#### Work to be completed:
Extract each line of the records below that contains the string "spotlight". Treat uppercase and lowercase letters as distinct.

[BEGIN Given records]

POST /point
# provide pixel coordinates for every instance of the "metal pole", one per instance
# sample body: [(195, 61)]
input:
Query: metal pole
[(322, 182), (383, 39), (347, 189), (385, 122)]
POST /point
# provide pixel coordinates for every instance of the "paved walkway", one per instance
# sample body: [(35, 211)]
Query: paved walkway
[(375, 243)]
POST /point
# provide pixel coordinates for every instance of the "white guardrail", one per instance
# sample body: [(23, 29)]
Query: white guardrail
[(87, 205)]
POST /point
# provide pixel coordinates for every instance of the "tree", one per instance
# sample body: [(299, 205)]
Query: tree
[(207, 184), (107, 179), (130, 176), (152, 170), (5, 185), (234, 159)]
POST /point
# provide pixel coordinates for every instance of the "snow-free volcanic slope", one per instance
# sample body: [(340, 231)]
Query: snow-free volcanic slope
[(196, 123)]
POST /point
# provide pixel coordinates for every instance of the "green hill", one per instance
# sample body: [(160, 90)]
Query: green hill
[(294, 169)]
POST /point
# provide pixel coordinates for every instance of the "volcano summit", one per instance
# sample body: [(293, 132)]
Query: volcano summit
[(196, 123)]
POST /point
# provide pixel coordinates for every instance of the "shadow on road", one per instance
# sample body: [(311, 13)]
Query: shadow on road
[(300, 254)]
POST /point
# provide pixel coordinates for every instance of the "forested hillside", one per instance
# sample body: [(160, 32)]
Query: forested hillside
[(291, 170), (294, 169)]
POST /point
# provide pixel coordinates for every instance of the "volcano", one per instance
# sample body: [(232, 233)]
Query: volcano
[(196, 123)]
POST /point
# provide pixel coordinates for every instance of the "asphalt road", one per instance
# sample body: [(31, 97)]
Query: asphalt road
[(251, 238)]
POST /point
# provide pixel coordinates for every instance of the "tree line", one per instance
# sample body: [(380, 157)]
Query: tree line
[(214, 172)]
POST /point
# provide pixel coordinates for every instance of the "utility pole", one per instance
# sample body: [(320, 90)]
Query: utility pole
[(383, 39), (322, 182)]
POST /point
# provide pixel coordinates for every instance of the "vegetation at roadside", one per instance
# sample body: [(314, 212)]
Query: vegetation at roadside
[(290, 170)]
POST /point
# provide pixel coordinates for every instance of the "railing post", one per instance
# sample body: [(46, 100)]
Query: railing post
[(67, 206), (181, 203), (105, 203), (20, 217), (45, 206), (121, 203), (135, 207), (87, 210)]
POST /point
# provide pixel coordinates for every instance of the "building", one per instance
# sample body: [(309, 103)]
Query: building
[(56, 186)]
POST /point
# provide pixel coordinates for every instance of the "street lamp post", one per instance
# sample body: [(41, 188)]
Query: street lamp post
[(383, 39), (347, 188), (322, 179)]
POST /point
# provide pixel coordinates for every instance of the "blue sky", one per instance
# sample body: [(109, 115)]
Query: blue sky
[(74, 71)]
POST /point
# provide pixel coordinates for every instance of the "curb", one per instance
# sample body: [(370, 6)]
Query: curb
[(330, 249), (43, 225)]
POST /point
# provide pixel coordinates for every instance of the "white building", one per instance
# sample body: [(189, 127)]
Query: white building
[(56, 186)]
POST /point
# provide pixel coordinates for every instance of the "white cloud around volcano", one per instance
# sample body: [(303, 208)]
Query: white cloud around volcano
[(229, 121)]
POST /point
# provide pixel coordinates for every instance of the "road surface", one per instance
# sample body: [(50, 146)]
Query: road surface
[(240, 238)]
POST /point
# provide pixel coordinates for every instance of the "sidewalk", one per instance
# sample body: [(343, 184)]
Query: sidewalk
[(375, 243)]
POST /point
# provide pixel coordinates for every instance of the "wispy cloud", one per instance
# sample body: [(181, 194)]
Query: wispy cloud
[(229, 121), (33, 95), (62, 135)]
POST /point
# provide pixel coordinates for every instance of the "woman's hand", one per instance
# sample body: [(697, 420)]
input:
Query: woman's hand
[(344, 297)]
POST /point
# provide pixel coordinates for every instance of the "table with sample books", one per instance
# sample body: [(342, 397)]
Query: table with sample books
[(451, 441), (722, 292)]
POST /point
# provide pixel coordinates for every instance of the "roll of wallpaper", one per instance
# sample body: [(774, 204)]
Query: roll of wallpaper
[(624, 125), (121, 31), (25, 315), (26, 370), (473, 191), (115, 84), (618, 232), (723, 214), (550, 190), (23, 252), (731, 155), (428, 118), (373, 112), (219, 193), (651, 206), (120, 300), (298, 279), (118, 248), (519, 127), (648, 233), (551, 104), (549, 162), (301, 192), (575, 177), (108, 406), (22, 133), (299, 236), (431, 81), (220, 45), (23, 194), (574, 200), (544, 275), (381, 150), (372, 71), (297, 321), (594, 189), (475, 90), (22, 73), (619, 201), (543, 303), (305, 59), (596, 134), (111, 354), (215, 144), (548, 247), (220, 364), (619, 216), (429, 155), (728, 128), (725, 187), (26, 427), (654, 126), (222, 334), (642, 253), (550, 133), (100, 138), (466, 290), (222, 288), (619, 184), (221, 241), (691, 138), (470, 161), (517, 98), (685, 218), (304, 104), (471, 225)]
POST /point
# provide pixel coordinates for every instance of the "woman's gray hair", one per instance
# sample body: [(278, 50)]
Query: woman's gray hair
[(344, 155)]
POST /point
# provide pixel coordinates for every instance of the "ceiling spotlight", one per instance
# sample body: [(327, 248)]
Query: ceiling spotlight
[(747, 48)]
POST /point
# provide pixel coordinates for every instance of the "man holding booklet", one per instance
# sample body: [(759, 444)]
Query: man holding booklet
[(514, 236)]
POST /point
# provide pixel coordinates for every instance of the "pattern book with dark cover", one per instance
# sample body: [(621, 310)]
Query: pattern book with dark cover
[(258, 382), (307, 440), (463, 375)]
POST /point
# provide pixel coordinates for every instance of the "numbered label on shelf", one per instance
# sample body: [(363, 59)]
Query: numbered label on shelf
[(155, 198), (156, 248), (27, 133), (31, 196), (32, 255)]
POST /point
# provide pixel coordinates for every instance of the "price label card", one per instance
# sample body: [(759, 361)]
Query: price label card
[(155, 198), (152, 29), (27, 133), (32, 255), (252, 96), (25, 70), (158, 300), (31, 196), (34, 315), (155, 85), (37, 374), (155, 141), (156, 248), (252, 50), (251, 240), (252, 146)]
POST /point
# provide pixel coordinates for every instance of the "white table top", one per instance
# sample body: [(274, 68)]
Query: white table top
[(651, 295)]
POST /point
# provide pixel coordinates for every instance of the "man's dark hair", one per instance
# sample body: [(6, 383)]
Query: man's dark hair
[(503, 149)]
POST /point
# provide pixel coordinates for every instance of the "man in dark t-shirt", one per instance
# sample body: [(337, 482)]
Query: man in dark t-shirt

[END Given records]

#### Response to the task:
# provide pixel coordinates for every instance of the "ceiling spotlight", one per instance
Query: ceiling spotlight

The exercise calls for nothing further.